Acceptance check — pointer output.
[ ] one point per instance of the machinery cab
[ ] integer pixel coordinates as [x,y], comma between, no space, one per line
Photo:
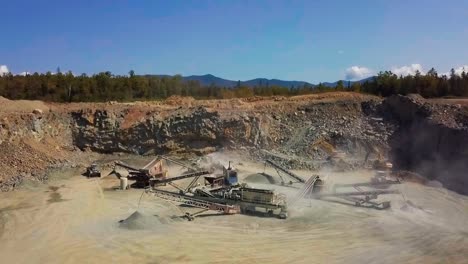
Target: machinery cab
[93,171]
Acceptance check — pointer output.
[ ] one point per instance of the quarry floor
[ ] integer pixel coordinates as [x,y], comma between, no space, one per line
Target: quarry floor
[72,219]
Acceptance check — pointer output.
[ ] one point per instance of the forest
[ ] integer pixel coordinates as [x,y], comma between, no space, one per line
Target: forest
[104,86]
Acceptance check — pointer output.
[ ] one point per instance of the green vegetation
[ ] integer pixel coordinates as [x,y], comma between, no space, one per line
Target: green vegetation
[104,86]
[428,85]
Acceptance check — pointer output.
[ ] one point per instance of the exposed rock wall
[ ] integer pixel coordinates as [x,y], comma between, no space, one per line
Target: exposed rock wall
[196,131]
[431,140]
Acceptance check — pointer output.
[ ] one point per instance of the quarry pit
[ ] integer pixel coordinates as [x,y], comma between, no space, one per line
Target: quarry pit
[49,208]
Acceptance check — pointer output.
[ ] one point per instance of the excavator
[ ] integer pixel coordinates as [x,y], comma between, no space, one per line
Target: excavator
[155,173]
[383,175]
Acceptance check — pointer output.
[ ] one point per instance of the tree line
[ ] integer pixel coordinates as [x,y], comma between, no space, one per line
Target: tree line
[104,86]
[428,85]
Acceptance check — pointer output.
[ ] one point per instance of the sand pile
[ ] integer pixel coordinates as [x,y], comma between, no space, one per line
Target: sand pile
[140,221]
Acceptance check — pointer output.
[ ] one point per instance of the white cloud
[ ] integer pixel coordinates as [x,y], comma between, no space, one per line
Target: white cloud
[458,71]
[408,70]
[3,69]
[357,73]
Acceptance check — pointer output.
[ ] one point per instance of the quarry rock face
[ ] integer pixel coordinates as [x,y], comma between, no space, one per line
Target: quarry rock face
[302,132]
[432,140]
[193,131]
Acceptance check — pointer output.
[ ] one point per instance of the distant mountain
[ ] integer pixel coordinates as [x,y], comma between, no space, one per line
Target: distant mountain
[345,83]
[209,79]
[264,82]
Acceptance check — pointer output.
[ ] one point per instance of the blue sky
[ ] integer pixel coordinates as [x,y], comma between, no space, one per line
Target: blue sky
[294,40]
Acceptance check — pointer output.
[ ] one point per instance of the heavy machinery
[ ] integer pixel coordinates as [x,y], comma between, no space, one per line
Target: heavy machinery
[93,171]
[223,194]
[313,188]
[155,173]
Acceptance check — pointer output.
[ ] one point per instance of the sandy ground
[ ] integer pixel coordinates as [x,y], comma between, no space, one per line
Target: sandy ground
[76,220]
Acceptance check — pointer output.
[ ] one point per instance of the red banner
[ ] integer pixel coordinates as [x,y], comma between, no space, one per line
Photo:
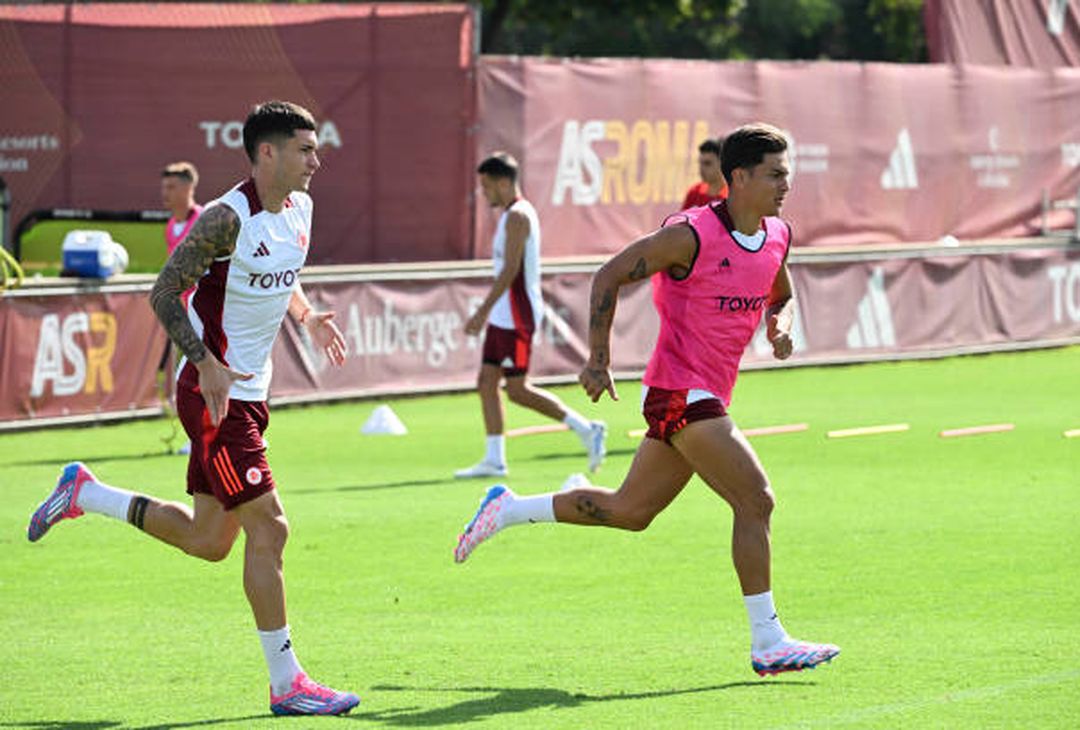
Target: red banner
[96,98]
[880,152]
[1009,32]
[71,354]
[75,354]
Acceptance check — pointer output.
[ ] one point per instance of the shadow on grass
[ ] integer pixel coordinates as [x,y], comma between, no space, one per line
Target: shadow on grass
[576,455]
[508,701]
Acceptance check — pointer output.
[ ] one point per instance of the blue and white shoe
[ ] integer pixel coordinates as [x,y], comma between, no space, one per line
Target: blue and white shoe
[596,444]
[62,504]
[482,469]
[307,697]
[792,656]
[485,523]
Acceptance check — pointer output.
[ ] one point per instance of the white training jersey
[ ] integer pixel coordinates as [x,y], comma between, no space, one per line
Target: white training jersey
[240,302]
[521,306]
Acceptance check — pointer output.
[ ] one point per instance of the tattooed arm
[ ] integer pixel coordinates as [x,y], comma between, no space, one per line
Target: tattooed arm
[213,235]
[780,315]
[671,248]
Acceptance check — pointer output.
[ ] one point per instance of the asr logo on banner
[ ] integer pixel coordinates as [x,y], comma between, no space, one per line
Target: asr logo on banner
[63,364]
[638,162]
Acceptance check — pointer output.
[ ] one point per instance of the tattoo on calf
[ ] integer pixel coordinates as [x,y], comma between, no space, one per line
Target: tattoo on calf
[602,311]
[213,235]
[588,508]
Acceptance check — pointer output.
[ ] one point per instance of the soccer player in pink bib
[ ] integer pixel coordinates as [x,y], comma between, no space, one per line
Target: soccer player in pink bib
[716,270]
[243,255]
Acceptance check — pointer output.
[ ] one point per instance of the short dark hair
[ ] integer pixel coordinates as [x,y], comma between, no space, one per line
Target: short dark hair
[184,171]
[499,164]
[274,121]
[710,147]
[747,146]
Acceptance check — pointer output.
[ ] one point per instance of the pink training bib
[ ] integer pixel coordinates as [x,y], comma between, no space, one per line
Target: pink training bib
[707,319]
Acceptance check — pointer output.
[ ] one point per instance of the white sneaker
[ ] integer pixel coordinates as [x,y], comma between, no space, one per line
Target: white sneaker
[485,523]
[483,469]
[596,444]
[576,482]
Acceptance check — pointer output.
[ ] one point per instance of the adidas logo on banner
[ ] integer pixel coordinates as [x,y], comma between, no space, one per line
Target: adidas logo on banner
[900,174]
[1055,16]
[873,327]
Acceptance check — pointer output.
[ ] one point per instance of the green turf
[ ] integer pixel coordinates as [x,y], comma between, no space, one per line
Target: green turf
[948,570]
[40,247]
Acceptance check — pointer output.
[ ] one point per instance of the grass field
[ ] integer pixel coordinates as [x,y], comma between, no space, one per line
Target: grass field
[948,570]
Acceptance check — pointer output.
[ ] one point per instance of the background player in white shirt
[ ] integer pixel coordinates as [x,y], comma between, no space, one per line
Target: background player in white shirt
[512,311]
[243,255]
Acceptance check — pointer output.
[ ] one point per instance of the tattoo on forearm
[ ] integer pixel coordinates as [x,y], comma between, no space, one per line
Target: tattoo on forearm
[588,508]
[214,234]
[602,311]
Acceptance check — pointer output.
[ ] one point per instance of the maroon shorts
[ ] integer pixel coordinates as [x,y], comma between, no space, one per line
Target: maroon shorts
[667,413]
[228,461]
[509,349]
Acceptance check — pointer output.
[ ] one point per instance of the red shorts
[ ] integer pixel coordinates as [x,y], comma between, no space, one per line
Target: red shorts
[509,349]
[229,461]
[667,413]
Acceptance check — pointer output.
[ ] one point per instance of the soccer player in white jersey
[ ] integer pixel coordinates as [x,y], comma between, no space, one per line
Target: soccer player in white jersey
[509,318]
[716,270]
[243,255]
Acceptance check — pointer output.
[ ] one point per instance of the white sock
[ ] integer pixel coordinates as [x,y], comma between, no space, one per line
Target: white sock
[281,660]
[578,423]
[496,449]
[103,499]
[765,626]
[539,509]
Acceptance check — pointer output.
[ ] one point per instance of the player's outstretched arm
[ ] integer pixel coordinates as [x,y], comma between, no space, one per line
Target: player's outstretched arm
[671,248]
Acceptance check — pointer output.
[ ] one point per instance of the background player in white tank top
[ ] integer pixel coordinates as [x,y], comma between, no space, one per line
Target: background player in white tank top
[223,407]
[512,311]
[703,440]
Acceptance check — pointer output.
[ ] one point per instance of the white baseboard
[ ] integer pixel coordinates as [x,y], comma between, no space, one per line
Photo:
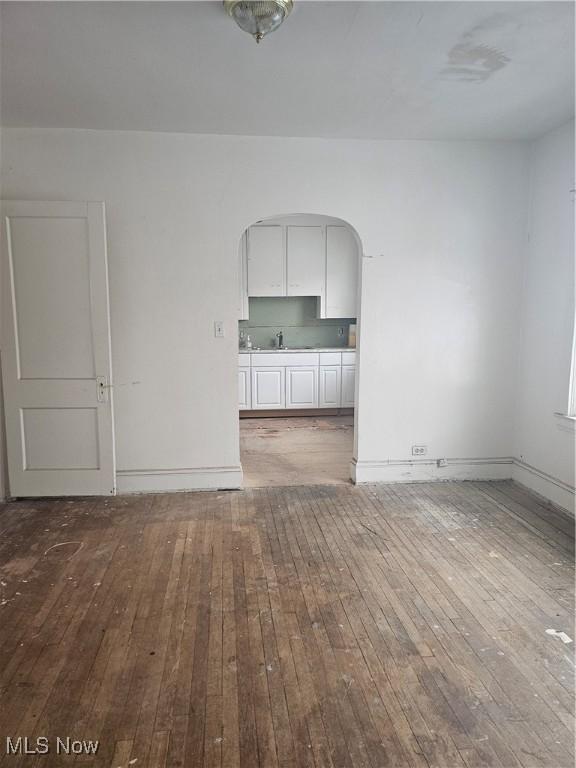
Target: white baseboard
[427,470]
[545,485]
[167,480]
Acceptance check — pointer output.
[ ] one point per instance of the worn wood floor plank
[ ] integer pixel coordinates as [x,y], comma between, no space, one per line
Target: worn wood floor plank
[391,626]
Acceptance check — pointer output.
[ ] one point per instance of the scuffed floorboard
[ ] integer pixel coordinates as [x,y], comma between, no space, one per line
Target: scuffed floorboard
[397,625]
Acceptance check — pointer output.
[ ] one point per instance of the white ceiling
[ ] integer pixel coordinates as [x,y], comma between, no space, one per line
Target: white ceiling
[441,70]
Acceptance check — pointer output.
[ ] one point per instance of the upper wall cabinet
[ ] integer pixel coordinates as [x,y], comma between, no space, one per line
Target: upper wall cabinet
[305,261]
[301,260]
[341,273]
[266,268]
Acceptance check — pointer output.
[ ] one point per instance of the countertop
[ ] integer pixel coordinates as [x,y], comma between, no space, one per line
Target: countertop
[297,349]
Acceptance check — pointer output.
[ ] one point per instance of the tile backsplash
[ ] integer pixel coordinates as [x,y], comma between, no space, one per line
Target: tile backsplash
[296,316]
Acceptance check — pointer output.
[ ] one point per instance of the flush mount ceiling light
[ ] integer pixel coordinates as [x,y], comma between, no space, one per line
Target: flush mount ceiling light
[258,17]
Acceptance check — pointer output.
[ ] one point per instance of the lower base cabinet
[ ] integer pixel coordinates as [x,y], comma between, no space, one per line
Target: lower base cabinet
[302,387]
[244,387]
[286,380]
[348,385]
[268,389]
[330,386]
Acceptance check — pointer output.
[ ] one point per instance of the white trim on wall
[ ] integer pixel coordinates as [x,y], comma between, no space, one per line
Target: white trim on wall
[500,468]
[427,470]
[191,479]
[548,486]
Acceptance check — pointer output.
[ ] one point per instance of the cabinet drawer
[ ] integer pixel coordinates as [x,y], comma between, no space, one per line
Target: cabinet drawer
[274,359]
[330,358]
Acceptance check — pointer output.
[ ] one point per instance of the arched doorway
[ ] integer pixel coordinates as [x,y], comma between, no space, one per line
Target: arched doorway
[298,351]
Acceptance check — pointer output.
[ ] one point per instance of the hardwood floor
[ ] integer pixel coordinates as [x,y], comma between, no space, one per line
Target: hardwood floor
[399,625]
[305,450]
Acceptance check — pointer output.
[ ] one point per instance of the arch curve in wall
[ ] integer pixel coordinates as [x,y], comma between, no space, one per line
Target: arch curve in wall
[322,218]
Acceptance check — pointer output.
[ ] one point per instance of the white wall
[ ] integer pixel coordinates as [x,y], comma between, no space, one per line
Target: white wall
[544,444]
[442,227]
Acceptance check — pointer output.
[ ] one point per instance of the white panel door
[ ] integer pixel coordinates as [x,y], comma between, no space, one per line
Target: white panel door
[305,261]
[342,266]
[56,339]
[330,384]
[244,398]
[266,262]
[268,387]
[348,385]
[302,387]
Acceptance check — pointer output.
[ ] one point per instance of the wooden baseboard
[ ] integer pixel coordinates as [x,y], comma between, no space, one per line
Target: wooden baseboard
[286,413]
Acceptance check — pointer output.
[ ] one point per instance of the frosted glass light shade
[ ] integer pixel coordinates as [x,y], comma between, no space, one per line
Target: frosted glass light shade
[258,17]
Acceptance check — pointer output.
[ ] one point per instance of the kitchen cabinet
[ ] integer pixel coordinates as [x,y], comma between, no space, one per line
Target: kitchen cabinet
[244,388]
[348,386]
[342,266]
[302,387]
[330,386]
[268,387]
[296,379]
[301,260]
[266,261]
[305,261]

__What is needed__: Print again the lines of the entries above that fall between the line holding "Target: quarry rock face" and the line holding "[ ] one point per instance of the blue sky", inclusive, exactly as they stand.

__Response to the exercise__:
Target: quarry rock face
[302,132]
[432,140]
[193,131]
Acceptance check — pointer output.
[ ] one point per instance of the distant mountain
[ ] integer pixel coordinates as [x,y], comma between, no space, one per line
Target: distant mountain
[345,83]
[209,79]
[264,82]
Acceptance check — pointer output.
[ ] one point per instance of the blue sky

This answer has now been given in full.